**Brief 1:**
Answer these questions about the passage on coin slugs, one answer per line:
(a) Which cheaper metals are slugs frequently made from?
(b) Where are slug offenders most likely to be prosecuted?
(c) What can fool the fully mechanical mechanisms of small vending machines that distribute candy or toys?

═════ Exercise passage

While slugs are sometimes passed off to cashiers and other unwitting human recipients, they are more commonly used in automated coin-operated devices such as a vending machine, payphone, parking meter, transit farebox, copy machine, coin laundry, gaming machine, or arcade game.[1] By resembling various features of a genuine coin, including the weight, size, and shape, and/or by mixing it with genuine coinage a slug is intended to trick the recipient into accepting it as a real coin.
Losses caused to vendors by slug usage may be the result of the loss of sales revenue following the distribution of merchandise that was obtained at the vendor's expense as well as the loss of cash that is distributed by the machine for overpayment with slugs. Honest customers may also suffer losses when change returned for overpayment is in the form of a slug rather than a genuine coin. Customer losses may be either unintentional on the part of merchants (such as when perpetrated by unwitting cashiers or machines designed to automatically process previous payments as change for later customers) or the result of the deliberate substitution of genuine coinage by corrupt cashiers and vending machine operators.
Though slug usage is illegal in the United States and elsewhere,[2] prosecution for slug usage is rare due to the low value of each theft, the difficulty in identifying an offender, and also the difficulty in proving mens rea (especially when the slug is another country's genuine coin) since perpetrators when confronted will often claim the substitution was an "honest" mistake. Offenders in casinos are most likely to be prosecuted, as casinos have high levels of video surveillance and other security measures, and tend to be more proactive in enforcement.
There are many cases of genuine coins being used as slugs in another country, with or without knowledge of the user.
Slugs are usually made from metals differing from those of real coins. While genuine US coinage is made from various alloys of copper, nickel and zinc, Canadian coins are made mostly from steel with some copper and nickel, and euro coins are made from steel, nickel, and brass, slugs are frequently made from differing metals and alloys that are cheaper to obtain and mold, such as aluminum, tin, and lead.
Slugs may or may not have the face details of real coins. Some slugs that are made to match the face details may not be immediately recognizable as such to handlers, and may enter circulation.
Older, cheaper, and other low-tech machines that have fewer security measures are more likely to be defrauded by slug users. As an example, the fully mechanical mechanisms used in the traditional type of small vending machines that distribute candy or toys, and that can still often be found today at the entrances and/or exits of grocery stores and other retailers, can be fooled by cardboard coins. Many newer machines, especially those found in casinos, have additional detection that can identify more details of coins and detect those that do not resemble real coins.

══════════
═════ Dataset extract

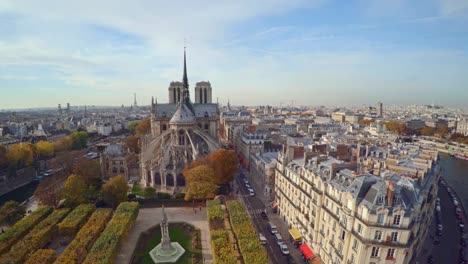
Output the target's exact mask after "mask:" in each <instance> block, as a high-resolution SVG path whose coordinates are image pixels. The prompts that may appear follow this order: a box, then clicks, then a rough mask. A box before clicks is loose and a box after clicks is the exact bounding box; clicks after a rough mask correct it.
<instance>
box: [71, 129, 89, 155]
mask: <svg viewBox="0 0 468 264" xmlns="http://www.w3.org/2000/svg"><path fill="white" fill-rule="evenodd" d="M69 137H71V140H72V149H73V150H77V149H83V148H86V147H87V146H88V133H86V132H84V131H75V132H73V133H71V135H70V136H69Z"/></svg>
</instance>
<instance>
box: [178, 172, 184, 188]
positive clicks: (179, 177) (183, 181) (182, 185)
mask: <svg viewBox="0 0 468 264" xmlns="http://www.w3.org/2000/svg"><path fill="white" fill-rule="evenodd" d="M177 186H185V177H184V175H182V173H179V174H177Z"/></svg>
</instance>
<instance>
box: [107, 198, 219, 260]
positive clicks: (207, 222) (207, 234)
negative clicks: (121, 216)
mask: <svg viewBox="0 0 468 264" xmlns="http://www.w3.org/2000/svg"><path fill="white" fill-rule="evenodd" d="M165 211H166V214H167V219H168V221H169V223H171V222H187V223H189V224H191V225H193V226H194V227H195V228H197V229H200V233H201V244H202V253H203V259H204V263H207V264H211V263H213V256H212V254H211V241H210V230H209V227H208V221H207V219H206V209H205V208H204V207H203V208H201V210H200V209H199V208H197V209H196V210H195V211H196V212H194V210H193V209H192V208H191V207H174V208H167V207H166V208H165ZM161 219H162V211H161V208H141V209H140V212H139V213H138V217H137V219H136V221H135V224H134V225H133V228H132V229H131V230H130V233H129V234H128V236H127V238H126V239H125V240H124V241H123V243H122V247H121V249H120V252H119V254H118V255H117V259H116V263H117V264H129V263H130V261H131V259H132V254H133V251H134V250H135V245H136V243H137V242H138V238H139V237H140V234H141V233H142V232H145V231H146V230H148V229H150V228H151V227H154V226H156V225H158V224H159V223H160V222H161Z"/></svg>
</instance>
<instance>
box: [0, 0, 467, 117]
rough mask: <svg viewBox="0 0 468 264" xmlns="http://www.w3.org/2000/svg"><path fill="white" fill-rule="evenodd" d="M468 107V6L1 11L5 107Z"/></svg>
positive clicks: (50, 2)
mask: <svg viewBox="0 0 468 264" xmlns="http://www.w3.org/2000/svg"><path fill="white" fill-rule="evenodd" d="M184 46H186V47H187V67H188V78H189V83H190V89H191V93H192V100H193V88H194V87H195V83H196V82H198V81H204V80H206V81H210V82H211V84H212V87H213V98H214V100H216V99H215V98H219V102H220V103H222V104H225V103H226V102H227V100H228V99H229V101H230V103H231V104H232V105H266V104H269V105H281V104H283V105H284V104H291V103H294V104H296V105H345V106H346V105H363V104H372V105H375V104H376V102H377V101H382V102H384V104H431V103H434V104H440V105H446V106H457V107H467V106H468V1H467V0H354V1H353V0H346V1H344V0H341V1H338V0H336V1H333V0H309V1H303V0H255V1H252V0H236V1H228V0H217V1H207V0H198V1H179V0H171V1H166V0H165V1H159V0H133V1H117V0H112V1H111V0H100V1H95V0H92V1H91V0H80V1H63V0H62V1H60V0H55V1H53V0H41V1H36V0H30V1H24V0H0V109H9V108H28V107H55V106H57V105H58V104H62V106H63V105H66V103H67V102H70V104H71V105H72V106H78V105H122V104H124V105H130V104H131V103H132V102H133V93H136V94H137V101H138V104H140V105H148V104H149V103H150V101H151V97H152V96H155V97H156V98H157V101H158V102H161V103H163V102H168V91H167V88H168V86H169V83H170V82H171V81H173V80H181V79H182V70H183V50H184Z"/></svg>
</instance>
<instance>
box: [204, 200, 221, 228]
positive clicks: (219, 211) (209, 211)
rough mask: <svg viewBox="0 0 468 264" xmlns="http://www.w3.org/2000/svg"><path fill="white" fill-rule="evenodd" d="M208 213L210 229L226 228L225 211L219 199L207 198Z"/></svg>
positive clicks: (207, 211) (206, 207)
mask: <svg viewBox="0 0 468 264" xmlns="http://www.w3.org/2000/svg"><path fill="white" fill-rule="evenodd" d="M206 213H207V215H208V223H209V224H210V229H224V212H223V209H222V208H221V203H220V201H219V200H207V201H206Z"/></svg>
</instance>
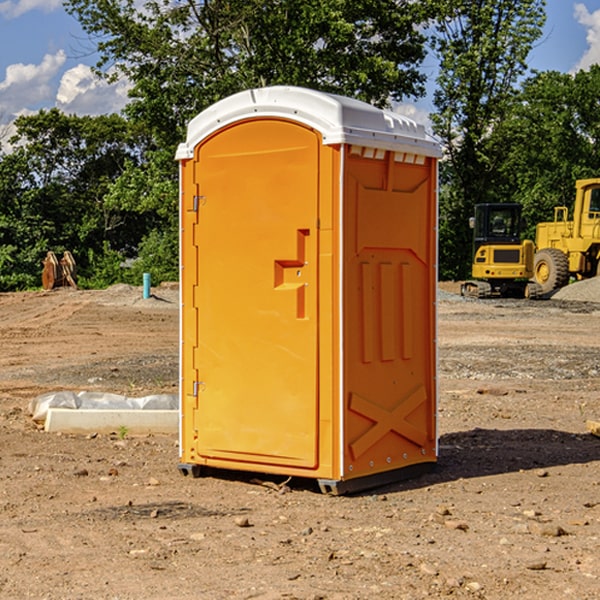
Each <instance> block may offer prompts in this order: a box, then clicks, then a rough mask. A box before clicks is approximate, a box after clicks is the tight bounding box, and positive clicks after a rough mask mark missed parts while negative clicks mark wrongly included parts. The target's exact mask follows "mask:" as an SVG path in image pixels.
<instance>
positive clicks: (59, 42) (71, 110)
mask: <svg viewBox="0 0 600 600" xmlns="http://www.w3.org/2000/svg"><path fill="white" fill-rule="evenodd" d="M547 14H548V19H547V24H546V28H545V35H544V38H543V39H542V40H540V42H539V43H538V45H537V46H536V48H535V49H534V50H533V52H532V53H531V55H530V66H531V68H533V69H537V70H550V69H551V70H557V71H562V72H572V71H575V70H577V69H579V68H587V67H589V65H590V64H592V63H596V62H598V63H600V0H547ZM89 50H90V46H89V43H88V42H87V41H86V37H85V35H84V34H83V32H82V31H81V28H80V27H79V24H78V23H77V21H76V20H75V19H74V18H73V17H71V16H70V15H68V14H67V13H66V12H65V11H64V9H63V8H62V2H61V0H0V124H6V123H9V122H10V121H12V120H13V119H14V117H15V116H16V115H19V114H26V113H28V112H34V111H37V110H38V109H40V108H50V107H53V106H57V107H59V108H61V109H62V110H64V111H65V112H67V113H76V114H91V115H95V114H102V113H109V112H113V111H118V110H119V109H120V108H122V106H123V105H124V103H125V102H126V93H127V84H126V82H121V83H120V84H115V85H112V86H108V85H106V84H104V83H102V82H98V81H97V80H95V78H93V77H92V76H91V73H90V70H89V67H90V65H92V64H93V63H94V62H95V57H94V56H93V55H90V53H89ZM424 68H425V70H426V72H429V74H430V75H431V79H433V77H434V71H435V66H434V65H433V64H429V65H428V64H427V63H426V64H425V65H424ZM430 87H431V86H430ZM403 108H407V109H408V110H407V111H406V112H407V113H410V112H412V113H413V115H414V116H415V118H416V119H417V120H420V117H421V118H423V117H424V115H426V113H427V111H428V110H431V108H432V107H431V101H430V99H428V98H426V99H424V100H422V101H420V102H419V103H418V104H417V106H416V108H413V109H412V110H411V108H410V107H403ZM403 112H404V111H403ZM0 137H1V136H0Z"/></svg>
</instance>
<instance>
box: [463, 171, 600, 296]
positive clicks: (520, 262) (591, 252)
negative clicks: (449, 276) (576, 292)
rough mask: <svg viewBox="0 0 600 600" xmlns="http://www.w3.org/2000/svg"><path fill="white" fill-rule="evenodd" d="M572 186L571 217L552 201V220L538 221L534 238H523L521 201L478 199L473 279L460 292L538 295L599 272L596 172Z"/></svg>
mask: <svg viewBox="0 0 600 600" xmlns="http://www.w3.org/2000/svg"><path fill="white" fill-rule="evenodd" d="M575 190H576V193H575V203H574V205H573V211H572V215H573V217H572V219H571V220H569V209H568V207H566V206H557V207H555V208H554V220H553V221H549V222H546V223H538V224H537V226H536V235H535V244H534V242H532V241H531V240H521V223H522V222H521V206H520V205H519V204H478V205H476V206H475V217H473V218H472V219H471V221H472V223H471V225H472V227H473V229H474V236H473V244H474V248H473V250H474V251H473V265H472V277H473V280H471V281H466V282H465V283H464V284H463V285H462V287H461V293H462V294H463V295H464V296H473V297H477V298H489V297H492V296H513V297H527V298H539V297H542V296H548V295H549V294H551V293H552V292H553V291H554V290H557V289H560V288H561V287H564V286H565V285H567V284H568V283H569V281H570V280H571V278H574V279H578V280H579V279H587V278H590V277H596V276H597V275H600V178H596V179H580V180H578V181H577V182H576V183H575ZM528 280H530V281H528Z"/></svg>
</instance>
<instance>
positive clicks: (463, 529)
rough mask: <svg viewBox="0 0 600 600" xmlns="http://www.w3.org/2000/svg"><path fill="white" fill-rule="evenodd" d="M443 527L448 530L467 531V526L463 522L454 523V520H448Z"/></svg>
mask: <svg viewBox="0 0 600 600" xmlns="http://www.w3.org/2000/svg"><path fill="white" fill-rule="evenodd" d="M444 525H445V526H446V527H447V528H448V529H459V530H461V531H467V530H468V529H469V525H468V524H467V523H465V522H464V521H456V520H454V519H448V520H446V521H445V522H444Z"/></svg>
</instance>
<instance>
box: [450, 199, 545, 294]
mask: <svg viewBox="0 0 600 600" xmlns="http://www.w3.org/2000/svg"><path fill="white" fill-rule="evenodd" d="M521 209H522V207H521V205H520V204H509V203H496V204H492V203H487V204H477V205H475V216H474V217H471V219H470V223H469V224H470V226H471V227H472V229H473V265H472V269H471V275H472V278H473V279H471V280H468V281H465V282H464V283H463V284H462V285H461V295H463V296H469V297H473V298H492V297H505V298H506V297H509V298H537V297H539V296H541V295H542V288H541V286H540V285H539V284H538V283H536V282H534V281H530V279H532V277H533V274H534V253H535V246H534V243H533V242H532V241H531V240H521V230H522V227H523V221H522V218H521Z"/></svg>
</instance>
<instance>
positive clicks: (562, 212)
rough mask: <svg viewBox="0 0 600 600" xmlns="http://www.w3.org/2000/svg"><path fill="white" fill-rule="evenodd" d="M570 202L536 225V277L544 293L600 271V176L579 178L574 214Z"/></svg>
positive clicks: (535, 244)
mask: <svg viewBox="0 0 600 600" xmlns="http://www.w3.org/2000/svg"><path fill="white" fill-rule="evenodd" d="M568 214H569V210H568V208H567V207H566V206H557V207H555V208H554V221H550V222H548V223H538V225H537V227H536V235H535V245H536V254H535V261H534V274H533V276H534V280H535V281H536V282H537V283H538V284H539V286H540V287H541V290H542V293H543V294H549V293H551V292H552V291H554V290H556V289H559V288H561V287H563V286H565V285H567V284H568V283H569V281H570V279H571V278H574V279H588V278H590V277H596V276H597V275H599V274H600V178H596V179H580V180H578V181H577V182H575V203H574V205H573V218H572V220H569V219H568Z"/></svg>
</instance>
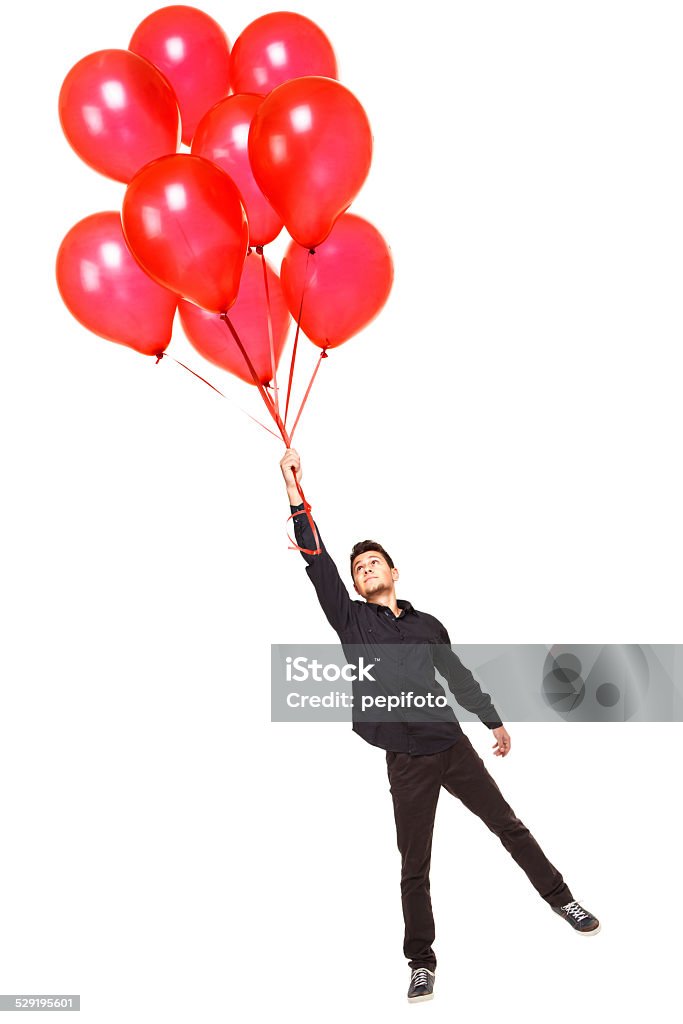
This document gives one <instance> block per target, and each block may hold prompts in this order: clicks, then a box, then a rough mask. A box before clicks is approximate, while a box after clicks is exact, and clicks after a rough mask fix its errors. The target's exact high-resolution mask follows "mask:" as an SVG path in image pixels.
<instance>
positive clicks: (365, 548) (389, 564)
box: [351, 541, 394, 579]
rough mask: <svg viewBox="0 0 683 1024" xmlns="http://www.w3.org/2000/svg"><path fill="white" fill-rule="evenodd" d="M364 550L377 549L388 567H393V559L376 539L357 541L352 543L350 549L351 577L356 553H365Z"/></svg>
mask: <svg viewBox="0 0 683 1024" xmlns="http://www.w3.org/2000/svg"><path fill="white" fill-rule="evenodd" d="M366 551H379V553H380V554H381V555H384V558H385V560H386V563H387V565H388V566H389V568H390V569H392V568H394V564H393V560H392V558H391V555H390V554H389V552H388V551H385V550H384V548H383V547H382V545H381V544H378V543H377V541H358V543H357V544H354V545H353V550H352V551H351V579H353V562H354V560H355V559H356V558H357V557H358V555H365V553H366Z"/></svg>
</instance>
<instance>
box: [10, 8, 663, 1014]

══════════

**Brief 2:** Please print lines from the entries unchanged: begin at the line in the entries that has "550L377 549L388 567H393V559L376" and stop after the final line of the entries, including both.

**Final answer 1:**
(a) Aluminum, tin, and lead.
(b) In casinos.
(c) Cardboard coins.

**Final answer 2:**
rough mask: <svg viewBox="0 0 683 1024" xmlns="http://www.w3.org/2000/svg"><path fill="white" fill-rule="evenodd" d="M364 550L377 549L388 567H393V559L376 539L357 541L352 543L350 549L351 577L356 553H365Z"/></svg>
mask: <svg viewBox="0 0 683 1024" xmlns="http://www.w3.org/2000/svg"><path fill="white" fill-rule="evenodd" d="M366 551H379V553H380V554H381V555H384V558H385V560H386V563H387V565H388V566H389V568H390V569H392V568H394V564H393V560H392V558H391V555H390V554H389V552H388V551H385V550H384V548H383V547H382V545H381V544H378V543H377V541H358V543H357V544H354V545H353V550H352V551H351V579H353V562H354V560H355V559H356V558H357V557H358V555H365V553H366Z"/></svg>
</instance>
<instance>
box: [10, 8, 663, 1014]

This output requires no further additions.